Data>
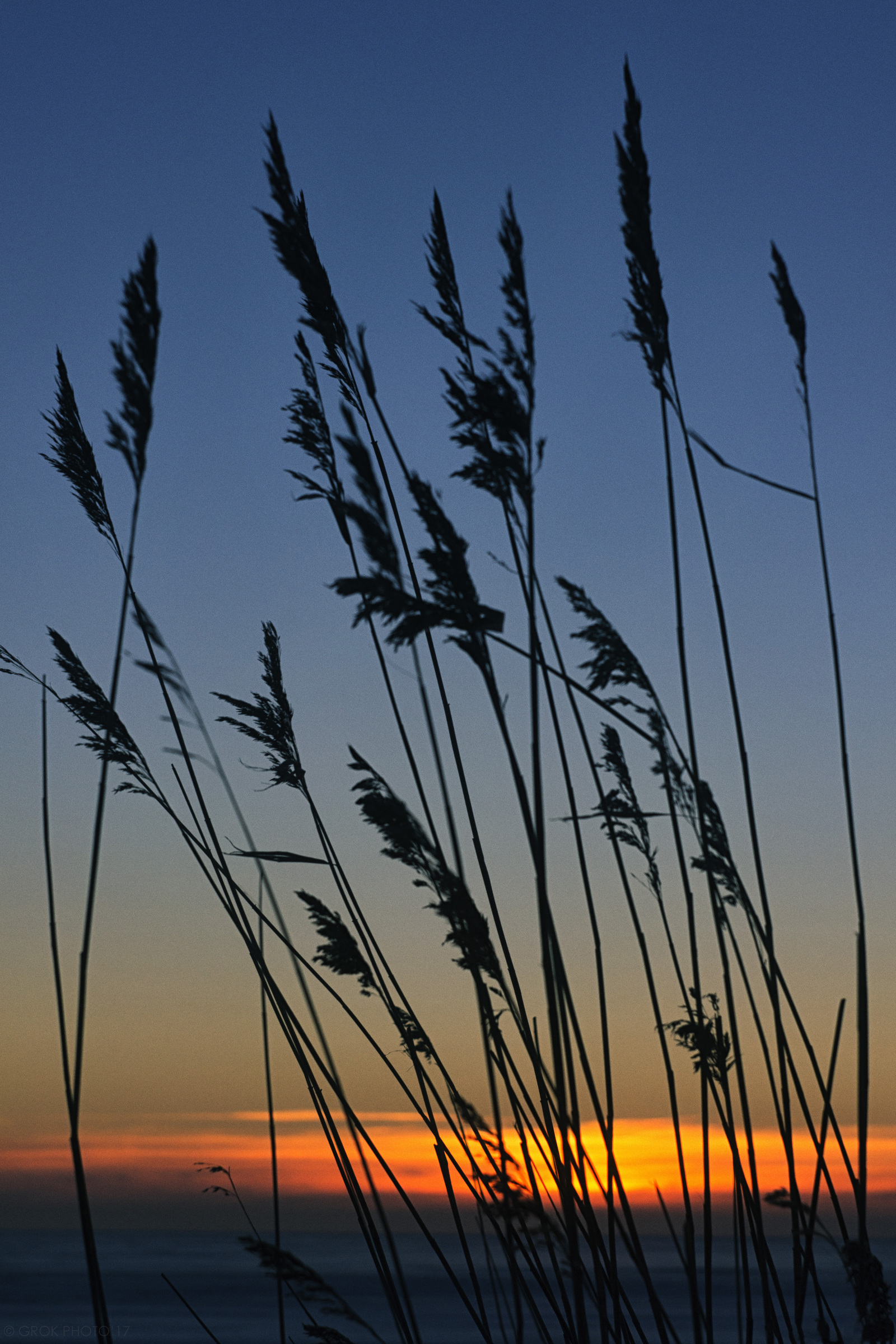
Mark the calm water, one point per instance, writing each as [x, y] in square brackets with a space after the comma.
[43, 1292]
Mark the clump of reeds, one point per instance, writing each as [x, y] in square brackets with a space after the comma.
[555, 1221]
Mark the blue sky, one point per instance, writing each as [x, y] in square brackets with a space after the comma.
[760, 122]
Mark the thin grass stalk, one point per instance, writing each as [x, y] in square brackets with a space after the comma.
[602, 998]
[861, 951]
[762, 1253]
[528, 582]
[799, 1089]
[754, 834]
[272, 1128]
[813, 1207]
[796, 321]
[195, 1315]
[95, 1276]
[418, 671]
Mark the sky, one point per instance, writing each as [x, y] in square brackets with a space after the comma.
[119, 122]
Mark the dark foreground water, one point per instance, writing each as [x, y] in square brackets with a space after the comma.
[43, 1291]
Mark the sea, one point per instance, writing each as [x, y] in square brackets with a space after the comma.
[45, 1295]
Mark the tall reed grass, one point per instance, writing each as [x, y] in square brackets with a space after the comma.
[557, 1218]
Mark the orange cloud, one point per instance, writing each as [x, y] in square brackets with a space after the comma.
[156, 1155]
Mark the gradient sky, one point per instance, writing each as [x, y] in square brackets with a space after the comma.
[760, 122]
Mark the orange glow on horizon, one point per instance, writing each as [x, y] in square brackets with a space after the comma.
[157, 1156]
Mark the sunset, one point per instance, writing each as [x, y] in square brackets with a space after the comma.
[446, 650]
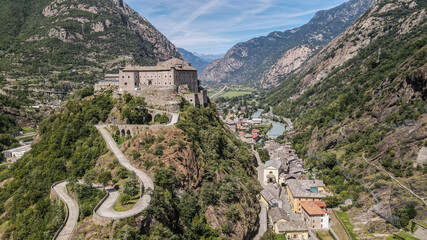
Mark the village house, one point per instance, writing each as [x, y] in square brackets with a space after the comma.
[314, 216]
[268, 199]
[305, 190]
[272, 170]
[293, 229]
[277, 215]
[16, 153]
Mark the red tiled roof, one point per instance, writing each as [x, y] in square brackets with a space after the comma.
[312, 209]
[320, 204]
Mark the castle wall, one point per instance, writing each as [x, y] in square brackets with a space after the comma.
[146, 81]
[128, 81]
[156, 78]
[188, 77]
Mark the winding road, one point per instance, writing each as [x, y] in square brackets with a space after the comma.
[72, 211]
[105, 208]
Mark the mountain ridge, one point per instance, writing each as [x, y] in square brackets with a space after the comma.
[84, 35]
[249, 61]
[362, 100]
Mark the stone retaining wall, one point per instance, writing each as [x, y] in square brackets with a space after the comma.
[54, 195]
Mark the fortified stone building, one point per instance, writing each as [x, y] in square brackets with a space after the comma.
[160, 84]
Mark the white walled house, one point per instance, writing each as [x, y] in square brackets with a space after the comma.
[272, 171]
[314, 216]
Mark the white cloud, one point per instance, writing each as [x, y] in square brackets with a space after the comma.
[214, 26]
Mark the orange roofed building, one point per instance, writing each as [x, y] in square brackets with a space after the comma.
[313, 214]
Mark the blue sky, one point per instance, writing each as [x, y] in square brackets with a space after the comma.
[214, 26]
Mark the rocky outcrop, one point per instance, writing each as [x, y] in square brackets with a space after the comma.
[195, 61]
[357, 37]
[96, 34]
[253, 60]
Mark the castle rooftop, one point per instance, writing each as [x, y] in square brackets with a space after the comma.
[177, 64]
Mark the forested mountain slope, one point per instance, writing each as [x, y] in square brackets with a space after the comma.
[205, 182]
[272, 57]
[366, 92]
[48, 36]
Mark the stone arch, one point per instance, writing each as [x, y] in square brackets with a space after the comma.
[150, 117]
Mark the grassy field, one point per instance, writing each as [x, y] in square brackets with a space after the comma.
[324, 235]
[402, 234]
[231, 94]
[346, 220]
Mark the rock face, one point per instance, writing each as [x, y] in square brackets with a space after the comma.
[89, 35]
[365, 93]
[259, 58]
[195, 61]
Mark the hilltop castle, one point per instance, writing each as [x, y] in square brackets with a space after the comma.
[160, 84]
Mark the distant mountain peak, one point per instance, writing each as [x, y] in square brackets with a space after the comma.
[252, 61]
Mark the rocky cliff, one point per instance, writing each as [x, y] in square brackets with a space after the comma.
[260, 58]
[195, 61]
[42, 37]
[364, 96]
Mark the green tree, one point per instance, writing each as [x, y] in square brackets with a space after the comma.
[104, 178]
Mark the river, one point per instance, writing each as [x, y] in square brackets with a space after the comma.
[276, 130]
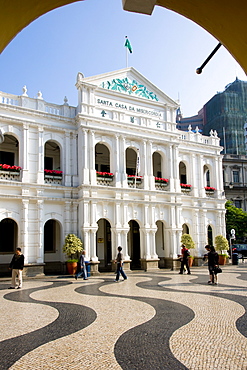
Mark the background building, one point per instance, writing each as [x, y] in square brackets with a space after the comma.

Exercise description> Write out every entry exactly. Pictures do not belong in the copy.

Your solution>
Mark the calm water, one point per instance, writing each as [x, y] in square brackets with a space after the comma.
[43, 1292]
Mark the clump of reeds, one point per instance, writing each as [x, y] in square brackets with a space after the comma.
[555, 1221]
Mark the blue sky, one point per instance, writing each as [x, y] in square brackets with a space after the comma.
[760, 122]
Mark the thin grass stalk, one point per instance, writing each as [x, y] in square brackets with a space after the comma.
[602, 998]
[861, 951]
[762, 1253]
[528, 582]
[799, 1089]
[754, 834]
[272, 1128]
[813, 1207]
[796, 321]
[195, 1315]
[95, 1276]
[418, 671]
Mark the sky, one point per instance, writing each as [x, y] in square brackets with a space after the comma.
[119, 122]
Mark the dark foreground water, one point per instance, writing each as [x, y] in square brackets with a space after the comma.
[43, 1291]
Mark the sea, one point per instance, writing each as [x, y] in square brackets with a space after the comma.
[45, 1295]
Mark the tall reed grass, one point per instance, writing each as [x, y] in square brackets with a space after the comma.
[557, 1218]
Mark the orange cloud, one point per instance, writing each as [x, y] in square brackets with a space after the comma.
[156, 1155]
Mark the gradient sky, one point per instance, writing each as [x, y] in square brackets with a space after the comma.
[760, 122]
Mark the orange glow on horizon, one point per instance, writing each as [x, y] in square brackets with a space after the comma.
[157, 1156]
Mark the sunset, one point per instance, writing each as [x, y] in square brackets with a space after the comma.
[446, 650]
Mark the village house, one point per instance, writing each as [x, y] in square brackets with a space after the comma.
[314, 216]
[268, 199]
[305, 190]
[272, 170]
[293, 229]
[277, 215]
[16, 153]
Mark the red tiled roof, one point per instance, writing each as [x, y] in square brackets with a space after the comma.
[312, 209]
[320, 204]
Mark the castle wall, one point per instance, writing each as [x, y] in square brackets with a space after the comma.
[146, 81]
[128, 81]
[156, 78]
[188, 77]
Mark the winding road, one point per instance, writing each as [x, y] in square brackets with a space after the comma.
[72, 211]
[105, 208]
Mark the mountain ridge, one point per instance, writing each as [x, y] in square brackets with a space after the comma.
[84, 35]
[249, 61]
[362, 100]
Mark the stone retaining wall, one point per instance, writing each as [x, y] in square brackets with a space after the comma.
[54, 195]
Mark the fortified stone building, one point per instance, writing each as [x, y] in square brackets with a space after the comma.
[160, 84]
Mark the white walled house, one point per instance, writing each as [x, y] in square brackets with a space after the comma.
[272, 171]
[314, 216]
Mark the white cloud, one point per instance, writing each as [x, y] in square brackets with a space after the comma.
[214, 26]
Mark the orange roofed building, one point per instance, writing each as [x, y] in square brackets with a space after the comma.
[313, 214]
Mark the blue sky, one point per instance, writing each as [x, y] in square brackets with a space after the comma.
[214, 26]
Mark the rocky outcrop, one point per instance, writing each as [x, y] in square brackets with a space after the comma.
[195, 61]
[357, 37]
[96, 34]
[253, 60]
Mark the castle rooftop, one point per instance, writing each as [x, y] in square brackets with a space after the comma.
[177, 64]
Mark the forested mountain slope, one point per instance, writing each as [x, y] in square brackets with a space after the comma.
[205, 182]
[272, 57]
[366, 92]
[48, 36]
Mark the stone arch, one point per instance, writing each as [x, y] in square brackets with a space after the comma.
[150, 117]
Mark the grassy field, one point per instance, writing each as [x, y] in square brackets with a space after the comma.
[324, 235]
[402, 234]
[231, 94]
[346, 220]
Mark the rock face, one point per instance, writing each as [x, y] in square brackets with a space after the comma.
[89, 35]
[365, 93]
[259, 58]
[195, 61]
Mark the hilltop castle, one point per instance, writing each as [x, y] in square brackets with a space after the comma.
[160, 84]
Mark the distant mountain peak, one point per instance, writing each as [x, y] in square brackets with a space after the comma.
[252, 61]
Mark the rocky cliff, one point per instance, writing each as [x, y] in square brackets with a space after the comma.
[260, 58]
[195, 61]
[42, 37]
[364, 96]
Mark the green tree, one point per instance, writing each as [x, y] in square brackets with a space after the comma.
[104, 178]
Mark the river, one point per instance, writing each as [x, y] in square brackets with a space after the comma.
[276, 130]
Mark the background building, one point per instance, writing each as [x, y] in square brackets with a space after the comma.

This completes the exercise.